(Contour annotation material)
◆ ◆ ◆

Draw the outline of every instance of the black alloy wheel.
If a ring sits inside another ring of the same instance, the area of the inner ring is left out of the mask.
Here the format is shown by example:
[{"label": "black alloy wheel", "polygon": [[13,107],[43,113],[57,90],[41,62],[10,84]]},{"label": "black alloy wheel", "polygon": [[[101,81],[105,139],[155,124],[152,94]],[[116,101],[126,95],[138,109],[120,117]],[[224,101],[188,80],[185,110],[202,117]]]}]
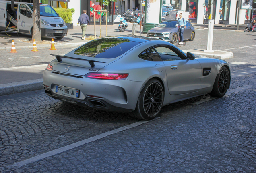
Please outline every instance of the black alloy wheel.
[{"label": "black alloy wheel", "polygon": [[218,89],[221,94],[223,94],[227,92],[229,82],[229,75],[225,70],[221,72],[218,79]]},{"label": "black alloy wheel", "polygon": [[151,79],[141,91],[135,110],[130,114],[139,119],[152,119],[160,112],[163,102],[162,84],[156,79]]},{"label": "black alloy wheel", "polygon": [[178,39],[178,36],[177,34],[174,33],[172,35],[172,38],[171,38],[171,42],[172,43],[175,43],[175,42],[177,42]]},{"label": "black alloy wheel", "polygon": [[227,93],[230,82],[230,77],[229,71],[226,67],[223,67],[217,75],[213,90],[209,95],[215,97],[222,97]]},{"label": "black alloy wheel", "polygon": [[190,41],[194,41],[194,39],[195,39],[195,32],[193,31],[192,33],[191,33],[190,38],[188,40],[189,40]]}]

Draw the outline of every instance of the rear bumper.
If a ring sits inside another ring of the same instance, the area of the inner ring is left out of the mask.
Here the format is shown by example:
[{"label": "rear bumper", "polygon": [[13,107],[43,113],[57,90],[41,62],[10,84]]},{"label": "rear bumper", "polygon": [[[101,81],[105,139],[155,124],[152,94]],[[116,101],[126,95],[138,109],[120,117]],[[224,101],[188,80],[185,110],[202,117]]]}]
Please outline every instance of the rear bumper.
[{"label": "rear bumper", "polygon": [[[45,70],[43,85],[46,94],[56,99],[98,109],[122,112],[131,112],[136,108],[144,82],[124,80],[88,79],[84,76],[72,77]],[[79,97],[56,93],[56,85],[79,90]]]}]

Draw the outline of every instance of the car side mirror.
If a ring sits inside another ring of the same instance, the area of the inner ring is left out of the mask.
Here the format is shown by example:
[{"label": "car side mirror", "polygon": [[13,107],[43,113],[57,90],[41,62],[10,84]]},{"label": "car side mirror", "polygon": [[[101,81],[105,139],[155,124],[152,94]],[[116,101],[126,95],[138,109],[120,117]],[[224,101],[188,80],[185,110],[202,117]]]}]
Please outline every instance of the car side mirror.
[{"label": "car side mirror", "polygon": [[195,55],[190,52],[187,52],[187,59],[188,60],[195,59]]}]

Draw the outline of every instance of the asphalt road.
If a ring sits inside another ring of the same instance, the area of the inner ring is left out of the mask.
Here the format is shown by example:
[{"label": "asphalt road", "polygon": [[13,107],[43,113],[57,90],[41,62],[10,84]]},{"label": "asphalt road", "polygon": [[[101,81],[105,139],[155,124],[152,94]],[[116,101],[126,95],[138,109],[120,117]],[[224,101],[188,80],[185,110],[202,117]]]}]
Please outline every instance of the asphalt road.
[{"label": "asphalt road", "polygon": [[[207,31],[196,33],[182,50],[206,48]],[[226,95],[169,105],[152,121],[63,103],[43,90],[0,96],[0,172],[256,172],[255,36],[215,30],[213,49],[234,55],[226,60]],[[40,50],[44,56],[1,51],[1,68],[53,59]]]}]

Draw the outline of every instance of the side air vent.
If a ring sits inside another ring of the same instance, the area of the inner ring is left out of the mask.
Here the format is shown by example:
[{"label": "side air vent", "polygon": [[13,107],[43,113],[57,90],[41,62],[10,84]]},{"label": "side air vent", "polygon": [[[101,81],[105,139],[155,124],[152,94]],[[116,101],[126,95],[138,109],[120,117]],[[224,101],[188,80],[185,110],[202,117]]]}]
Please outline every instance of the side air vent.
[{"label": "side air vent", "polygon": [[75,77],[75,78],[83,78],[83,77],[73,75],[72,75],[72,74],[64,74],[64,73],[59,73],[59,72],[52,72],[52,73],[55,73],[56,74],[62,75],[63,75],[63,76],[69,76],[69,77]]},{"label": "side air vent", "polygon": [[203,69],[203,76],[207,76],[211,73],[211,68],[206,68]]}]

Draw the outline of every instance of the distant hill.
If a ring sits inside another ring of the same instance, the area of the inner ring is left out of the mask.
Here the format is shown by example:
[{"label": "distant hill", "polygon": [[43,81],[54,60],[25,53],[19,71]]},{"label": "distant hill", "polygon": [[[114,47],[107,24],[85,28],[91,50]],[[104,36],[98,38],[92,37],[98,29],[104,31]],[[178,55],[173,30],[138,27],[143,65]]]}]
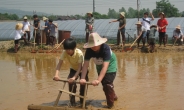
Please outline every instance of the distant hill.
[{"label": "distant hill", "polygon": [[[33,15],[32,11],[23,11],[19,9],[8,9],[8,8],[3,8],[3,7],[0,7],[0,13],[16,14],[17,16],[19,16],[19,18],[21,18],[24,15]],[[50,14],[43,13],[43,12],[36,12],[36,14],[37,15],[47,15],[47,16],[50,15]]]}]

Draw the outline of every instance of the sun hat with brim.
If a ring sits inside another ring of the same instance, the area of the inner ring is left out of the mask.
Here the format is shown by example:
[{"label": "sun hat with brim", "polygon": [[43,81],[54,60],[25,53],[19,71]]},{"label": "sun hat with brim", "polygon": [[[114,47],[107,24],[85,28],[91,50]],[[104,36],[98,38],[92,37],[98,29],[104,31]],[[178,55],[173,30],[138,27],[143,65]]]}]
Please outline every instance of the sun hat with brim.
[{"label": "sun hat with brim", "polygon": [[27,20],[27,16],[24,16],[24,19]]},{"label": "sun hat with brim", "polygon": [[177,25],[177,26],[176,26],[176,29],[181,29],[180,25]]},{"label": "sun hat with brim", "polygon": [[157,27],[157,25],[151,25],[150,28],[152,28],[152,27]]},{"label": "sun hat with brim", "polygon": [[84,44],[84,48],[92,48],[95,46],[99,46],[103,43],[107,42],[107,38],[102,38],[98,33],[91,33],[89,35],[88,43]]},{"label": "sun hat with brim", "polygon": [[93,13],[90,11],[90,12],[87,12],[87,14],[91,14],[91,15],[93,15]]},{"label": "sun hat with brim", "polygon": [[159,15],[159,16],[160,16],[160,15],[163,15],[163,16],[165,17],[165,13],[164,13],[164,12],[160,12],[158,15]]},{"label": "sun hat with brim", "polygon": [[121,12],[120,15],[125,17],[125,12]]},{"label": "sun hat with brim", "polygon": [[23,27],[23,24],[22,23],[17,23],[16,26],[15,26],[15,29],[16,30],[21,30]]},{"label": "sun hat with brim", "polygon": [[46,18],[46,17],[43,17],[43,21],[45,21],[45,20],[47,20],[48,18]]},{"label": "sun hat with brim", "polygon": [[135,25],[142,25],[142,23],[140,21],[138,21]]}]

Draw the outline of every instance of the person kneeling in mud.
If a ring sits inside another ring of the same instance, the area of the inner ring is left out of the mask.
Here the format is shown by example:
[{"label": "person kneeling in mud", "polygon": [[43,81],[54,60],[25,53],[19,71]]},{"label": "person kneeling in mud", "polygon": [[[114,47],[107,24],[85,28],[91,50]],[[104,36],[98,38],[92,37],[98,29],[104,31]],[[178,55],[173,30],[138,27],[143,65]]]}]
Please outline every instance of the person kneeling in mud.
[{"label": "person kneeling in mud", "polygon": [[176,26],[176,29],[173,32],[173,45],[178,43],[178,45],[183,44],[183,32],[181,31],[180,25]]},{"label": "person kneeling in mud", "polygon": [[50,33],[49,36],[50,36],[50,43],[52,46],[54,46],[56,43],[56,28],[57,28],[57,26],[52,22],[53,22],[53,20],[49,20],[49,33]]},{"label": "person kneeling in mud", "polygon": [[[70,63],[70,73],[68,75],[69,80],[69,91],[76,93],[77,85],[76,83],[73,83],[75,80],[78,79],[78,76],[81,77],[81,69],[84,62],[84,55],[82,51],[78,48],[76,48],[76,42],[72,38],[68,38],[63,43],[64,50],[61,54],[59,63],[56,67],[56,73],[53,78],[55,81],[59,81],[59,70],[61,68],[61,65],[63,64],[63,60],[66,58]],[[85,80],[88,81],[88,75],[86,75]],[[84,96],[84,88],[85,85],[80,85],[80,95]],[[71,106],[75,106],[75,96],[70,97],[70,103]],[[80,103],[83,103],[83,99],[80,98]]]},{"label": "person kneeling in mud", "polygon": [[26,37],[22,36],[25,32],[22,31],[23,24],[22,23],[17,23],[15,26],[15,38],[14,38],[14,43],[15,43],[15,53],[17,53],[18,50],[18,44],[19,40],[24,40],[24,44],[27,44]]},{"label": "person kneeling in mud", "polygon": [[142,23],[140,21],[138,21],[135,25],[137,25],[137,46],[139,47],[139,43],[142,40],[142,48],[144,48],[146,43],[147,30],[144,26],[142,26]]},{"label": "person kneeling in mud", "polygon": [[114,106],[114,100],[117,100],[113,85],[117,71],[117,60],[116,55],[111,51],[110,47],[105,44],[106,41],[106,38],[101,38],[97,33],[91,33],[89,35],[88,43],[83,46],[87,49],[80,84],[86,83],[85,77],[87,68],[89,67],[90,59],[93,58],[96,64],[98,78],[92,82],[92,85],[97,86],[100,82],[102,83],[107,106],[108,108],[112,108]]},{"label": "person kneeling in mud", "polygon": [[151,51],[155,49],[155,33],[157,30],[158,30],[157,25],[150,26],[149,46]]}]

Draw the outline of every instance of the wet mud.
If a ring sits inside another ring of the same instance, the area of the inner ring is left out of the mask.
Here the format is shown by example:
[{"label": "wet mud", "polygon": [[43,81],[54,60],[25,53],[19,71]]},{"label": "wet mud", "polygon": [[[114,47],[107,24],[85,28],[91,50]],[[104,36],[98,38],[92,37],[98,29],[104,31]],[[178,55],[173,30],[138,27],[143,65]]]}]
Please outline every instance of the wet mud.
[{"label": "wet mud", "polygon": [[[118,71],[114,81],[118,101],[114,110],[183,110],[184,54],[116,53]],[[62,82],[52,80],[60,54],[0,53],[1,110],[26,110],[28,105],[53,106]],[[90,63],[90,81],[97,78]],[[67,78],[64,61],[60,77]],[[65,88],[67,90],[67,87]],[[79,92],[79,86],[77,93]],[[102,86],[89,86],[88,110],[104,110]],[[76,98],[79,101],[79,98]],[[69,109],[69,95],[63,93],[59,107]],[[73,109],[79,109],[76,107]],[[72,109],[72,108],[70,108]]]}]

◆ ◆ ◆

● Problem requirements
Quote, word for word, the lines between the line holding "Draw the outline of every instance of the person" and the line holding "Please outline every instance of the person", inclusive.

● Response to the task
Draw the outline of every instance of the person kneeling in mud.
If a ring sits inside another ring of the same instance, the area of the inner ring is left out of the mask.
Here the format is shown by example:
[{"label": "person kneeling in mud", "polygon": [[43,81],[54,60],[25,53],[19,71]]},{"label": "person kneeling in mud", "polygon": [[[114,47],[107,24],[85,28],[91,50]],[[104,36],[98,38],[92,37],[98,29],[104,31]],[[178,55],[173,30],[138,27],[143,65]]]}]
Please outline every instance of the person kneeling in mud.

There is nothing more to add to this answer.